[Region pointing data]
________

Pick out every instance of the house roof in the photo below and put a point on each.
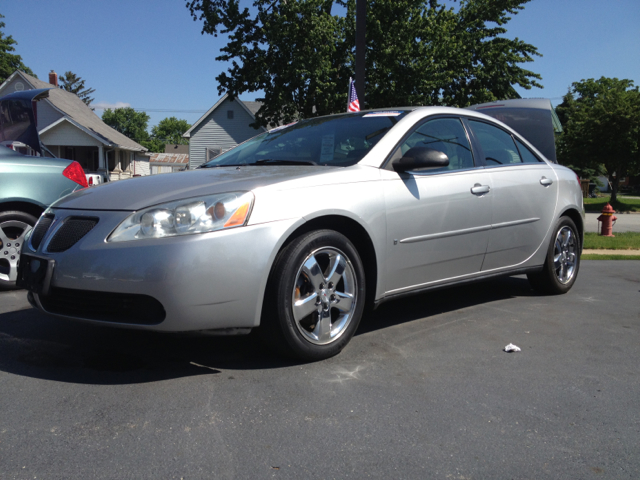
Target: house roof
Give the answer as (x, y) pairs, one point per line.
(70, 105)
(250, 107)
(169, 158)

________

- [Problem] Please set down every record exactly as it appears, leaving out the pictures.

- [Solution for this exercise]
Pick out every instance of the house roof in the photo below and put a point on each.
Target: house roof
Give the answer as (x, y) pairs, one point per line.
(70, 105)
(250, 107)
(169, 158)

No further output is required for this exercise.